#### Supplied text:
++++++++++++++++++++
If mlx5_sd_get_primary() can transiently return NULL on either side
during an SD teardown race, both sides may evaluate to NULL and the
!= test will not skip the unrelated peer:

if (mlx5_sd_get_primary(in_mdev) !=
mlx5_sd_get_primary(peer_esw->dev))
continue;

Would explicitly requiring a non-NULL primary on at least one side, or
caching mlx5_sd_get_primary(in_mdev) once and rejecting NULL up front,
be more correct?
++++++++++++++++++++
#### Dataset excerpt:

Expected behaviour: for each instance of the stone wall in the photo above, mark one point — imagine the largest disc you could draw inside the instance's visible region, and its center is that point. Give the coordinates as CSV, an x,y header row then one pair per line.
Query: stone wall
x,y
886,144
++++++++++++++++++++
#### Requirements:
1. From the mlx5 review comment, reproduce verbatim the part that opens with the words containing "If mlx5_sd_get_primary() can" and closes with "be more correct?".
2. List every distinct identifier (function, variable or field name, not C keywords) that appears in the code snippet of the mlx5 review comment.

#### List of solutions:
1.
If mlx5_sd_get_primary() can transiently return NULL on either side
during an SD teardown race, both sides may evaluate to NULL and the
!= test will not skip the unrelated peer:

if (mlx5_sd_get_primary(in_mdev) !=
mlx5_sd_get_primary(peer_esw->dev))
continue;

Would explicitly requiring a non-NULL primary on at least one side, or
caching mlx5_sd_get_primary(in_mdev) once and rejecting NULL up front,
be more correct?

2.
mlx5_sd_get_primary
in_mdev
peer_esw
dev